### 物体指点数据集记录
• • • •
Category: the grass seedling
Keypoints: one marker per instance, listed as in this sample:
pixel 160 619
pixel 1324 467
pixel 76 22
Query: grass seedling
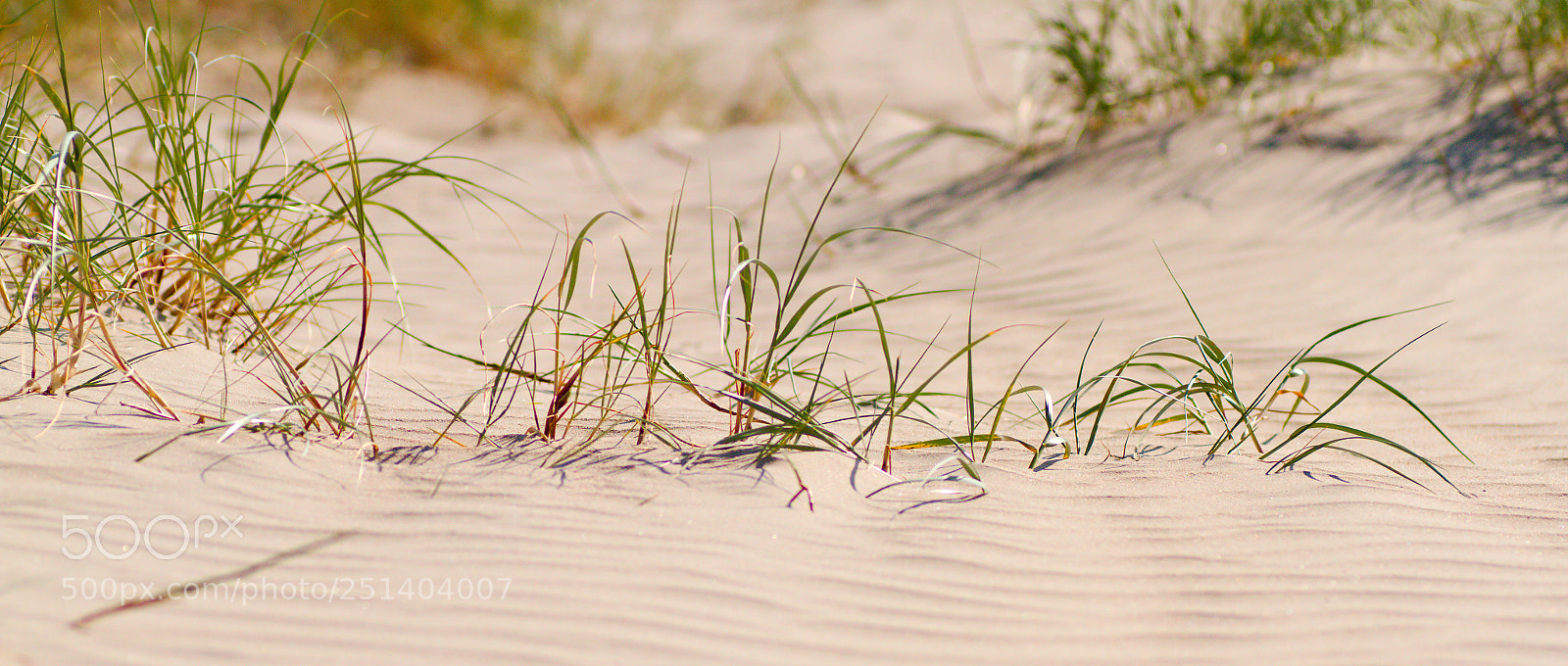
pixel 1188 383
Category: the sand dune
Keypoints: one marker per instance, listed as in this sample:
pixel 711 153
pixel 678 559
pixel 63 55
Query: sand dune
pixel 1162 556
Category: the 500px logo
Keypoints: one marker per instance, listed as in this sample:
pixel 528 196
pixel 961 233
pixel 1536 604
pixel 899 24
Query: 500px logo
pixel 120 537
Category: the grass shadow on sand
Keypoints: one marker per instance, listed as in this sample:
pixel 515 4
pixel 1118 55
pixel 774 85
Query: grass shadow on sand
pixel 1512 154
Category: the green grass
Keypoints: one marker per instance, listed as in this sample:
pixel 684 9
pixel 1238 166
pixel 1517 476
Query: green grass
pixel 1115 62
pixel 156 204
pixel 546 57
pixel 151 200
• • • •
将上面的全部记录原样抄写一遍，答案中略去图片。

Category: the grass seedling
Keypoints: one marker per instance, listed as in this sample:
pixel 160 619
pixel 1324 467
pixel 76 22
Query: grass seedling
pixel 1188 383
Category: the sand dune
Keypoints: one marker per instance, listed as in this sample:
pixel 711 153
pixel 678 559
pixel 63 55
Query: sand dune
pixel 1162 556
Category: the 500px logo
Keypoints: one marker per instance, listed as in this sample:
pixel 528 196
pixel 961 233
pixel 1536 604
pixel 899 24
Query: 500px logo
pixel 120 537
Category: the grass shadow on sand
Keypoints: one marker per instance, listed as in this sample:
pixel 515 4
pixel 1118 55
pixel 774 85
Query: grass shadow on sand
pixel 1512 154
Category: the green grass
Keypoints: one marker per instance, listed as in this sample:
pixel 684 9
pixel 1238 166
pixel 1517 476
Query: green grass
pixel 1115 62
pixel 156 204
pixel 546 57
pixel 151 200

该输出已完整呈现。